本文抜粋:
------

その日、山道を登りやっとの思いで目的地に着いた。その時には腹はぺこぺこ。腹が減るのが何よりのご馳走、リュックをおろして”さあ、カレーを作るぞ!”先生の号令のもと、みんないそいそとそれぞれ分担のものを持ち寄り集まった。
ボクの役割は肉、まあいわばメインテーマである。 リュックを開きその中に手を突っ込んだ。突っ込んだとたんに顔色が変わった。
忘れた!急いでいて、冷蔵庫に入れておいた肉を入れ忘れた! 逃げ出したい気持ちになった。
そのことを告げた時の、みんなの顔色の変化は今も覚えている。そしてその変化を見て、より事態の深刻さを知った。思わず地べたに座り込んで放心状態のまま口も聞けない者もいた。
幸いというか、その時鮭缶を持って来ていた者がいた。 「タンパク質という点では似たようなもの」との先生の言葉で、鮭カレーに方針を転換した。

------

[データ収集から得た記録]
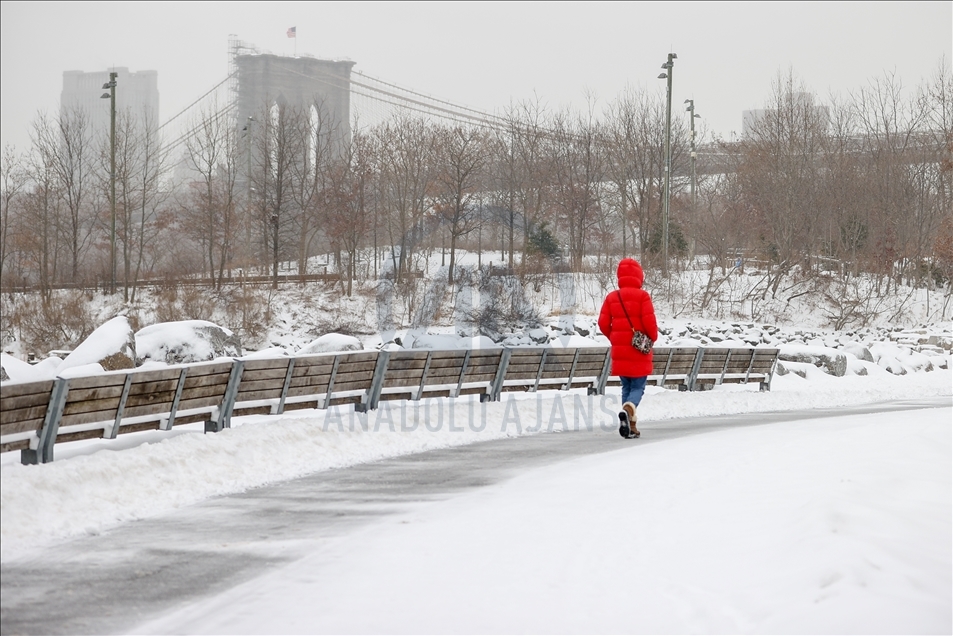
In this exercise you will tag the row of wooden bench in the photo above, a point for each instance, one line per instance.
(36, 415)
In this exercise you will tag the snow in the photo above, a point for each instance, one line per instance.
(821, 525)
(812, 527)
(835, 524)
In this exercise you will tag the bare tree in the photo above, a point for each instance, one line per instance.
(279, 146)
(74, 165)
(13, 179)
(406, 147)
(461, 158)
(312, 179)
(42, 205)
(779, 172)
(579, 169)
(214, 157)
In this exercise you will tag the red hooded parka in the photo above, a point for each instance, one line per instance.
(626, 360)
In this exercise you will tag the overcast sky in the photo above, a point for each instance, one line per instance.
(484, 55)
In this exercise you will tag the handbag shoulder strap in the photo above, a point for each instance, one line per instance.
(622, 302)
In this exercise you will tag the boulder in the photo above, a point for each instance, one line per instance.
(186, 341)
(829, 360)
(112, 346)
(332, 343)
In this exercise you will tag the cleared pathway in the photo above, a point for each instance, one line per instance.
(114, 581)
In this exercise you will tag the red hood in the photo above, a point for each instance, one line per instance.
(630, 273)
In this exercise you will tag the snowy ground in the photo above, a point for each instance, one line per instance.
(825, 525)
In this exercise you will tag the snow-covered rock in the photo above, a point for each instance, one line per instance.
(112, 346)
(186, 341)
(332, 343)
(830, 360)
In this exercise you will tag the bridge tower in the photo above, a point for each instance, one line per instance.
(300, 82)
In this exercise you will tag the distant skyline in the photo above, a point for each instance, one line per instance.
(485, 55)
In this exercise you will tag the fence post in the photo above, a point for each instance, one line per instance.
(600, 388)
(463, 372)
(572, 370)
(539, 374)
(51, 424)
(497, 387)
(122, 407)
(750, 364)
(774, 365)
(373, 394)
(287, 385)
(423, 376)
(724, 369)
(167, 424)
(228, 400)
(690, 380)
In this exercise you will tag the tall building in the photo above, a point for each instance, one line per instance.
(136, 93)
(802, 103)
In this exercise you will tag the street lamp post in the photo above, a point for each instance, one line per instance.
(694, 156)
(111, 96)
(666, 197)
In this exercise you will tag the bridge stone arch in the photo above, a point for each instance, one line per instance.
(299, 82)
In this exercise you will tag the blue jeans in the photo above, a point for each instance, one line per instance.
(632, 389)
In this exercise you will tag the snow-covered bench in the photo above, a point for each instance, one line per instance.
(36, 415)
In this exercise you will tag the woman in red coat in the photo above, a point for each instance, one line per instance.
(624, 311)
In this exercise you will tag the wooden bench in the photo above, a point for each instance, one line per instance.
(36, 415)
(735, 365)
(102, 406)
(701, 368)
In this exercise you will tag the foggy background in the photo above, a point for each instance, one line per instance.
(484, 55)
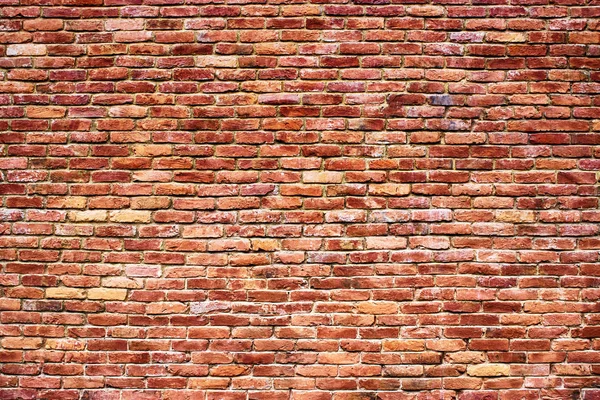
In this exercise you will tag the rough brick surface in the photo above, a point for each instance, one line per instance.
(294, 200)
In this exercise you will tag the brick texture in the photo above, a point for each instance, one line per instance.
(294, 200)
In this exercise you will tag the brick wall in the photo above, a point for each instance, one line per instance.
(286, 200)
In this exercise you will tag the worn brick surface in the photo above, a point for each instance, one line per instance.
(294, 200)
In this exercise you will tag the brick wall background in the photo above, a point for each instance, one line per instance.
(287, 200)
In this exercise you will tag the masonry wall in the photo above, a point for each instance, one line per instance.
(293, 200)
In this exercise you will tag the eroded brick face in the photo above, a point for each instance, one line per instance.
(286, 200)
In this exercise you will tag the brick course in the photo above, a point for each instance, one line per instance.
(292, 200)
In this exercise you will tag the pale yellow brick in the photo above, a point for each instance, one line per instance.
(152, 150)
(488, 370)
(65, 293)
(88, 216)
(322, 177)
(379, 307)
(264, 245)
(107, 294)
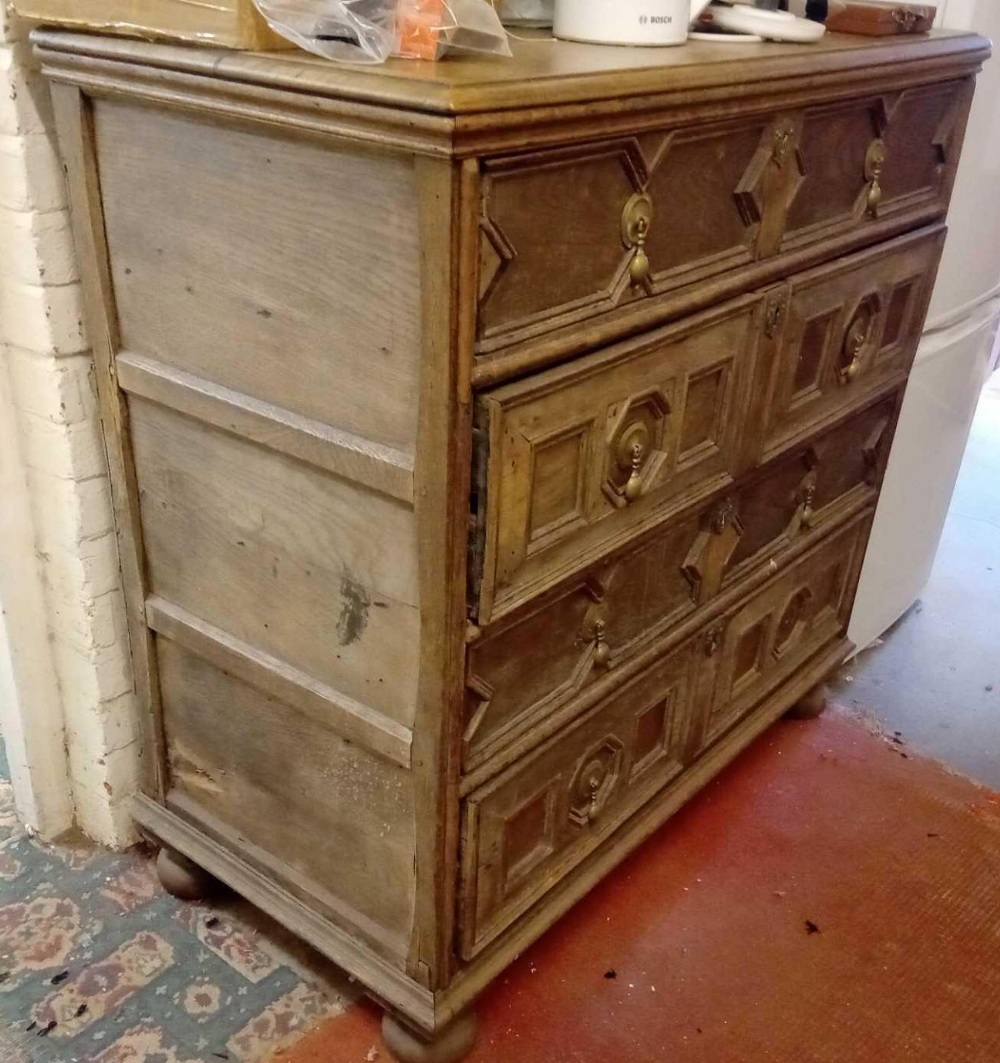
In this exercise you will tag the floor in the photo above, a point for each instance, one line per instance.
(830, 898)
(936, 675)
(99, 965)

------

課題:
[1] カレー作りの文章を、「その日、山道を登りやっとの思」を含む語句から書き始め、「先生の言葉で、鮭カレーに方針を転換した。」のところで終えて、そのまま書き写しなさい。
[2] カレー作りの文章にある「ボクの役割は肉、まあいわばメインテーマである。」という一文を英語に訳しなさい。
[3] カレー作りの文章を、最後の文の後から書き継ぎなさい。
記録は使わなくてかまいません。

解答:
[1]
その日、山道を登りやっとの思いで目的地に着いた。その時には腹はぺこぺこ。腹が減るのが何よりのご馳走、リュックをおろして”さあ、カレーを作るぞ!”先生の号令のもと、みんないそいそとそれぞれ分担のものを持ち寄り集まった。
ボクの役割は肉、まあいわばメインテーマである。 リュックを開きその中に手を突っ込んだ。突っ込んだとたんに顔色が変わった。
忘れた!急いでいて、冷蔵庫に入れておいた肉を入れ忘れた! 逃げ出したい気持ちになった。
そのことを告げた時の、みんなの顔色の変化は今も覚えている。そしてその変化を見て、より事態の深刻さを知った。思わず地べたに座り込んで放心状態のまま口も聞けない者もいた。
幸いというか、その時鮭缶を持って来ていた者がいた。 「タンパク質という点では似たようなもの」との先生の言葉で、鮭カレーに方針を転換した。

[2] My job was the meat, the main theme, so to speak.

[3]
もちろん、出来たものはとんでもなくまずいカレーだった。 みんな妙な顔をしながら食べ、時折ボクの方をちらりと見る。その視線が痛かった。
ところが、それから時が経ちみんな大人になった頃、あの仲間と会うと、よく鮭カレー事件の話が出る。そして、ちょっと遠い眼をして
、「あの時のカレーは生涯忘れられないナ、二度と食べられないだろうなあんなカレー。もっとも、また食べてみようとは思わないが・・・。」と笑い話となる。
時間というのは不思議なものだ。 打ち捨てられた汚いカボチャがいつの間にか素晴らしい馬車に変わってしまうような、そんな魔法の力があるみたいだ。 (2001年夏)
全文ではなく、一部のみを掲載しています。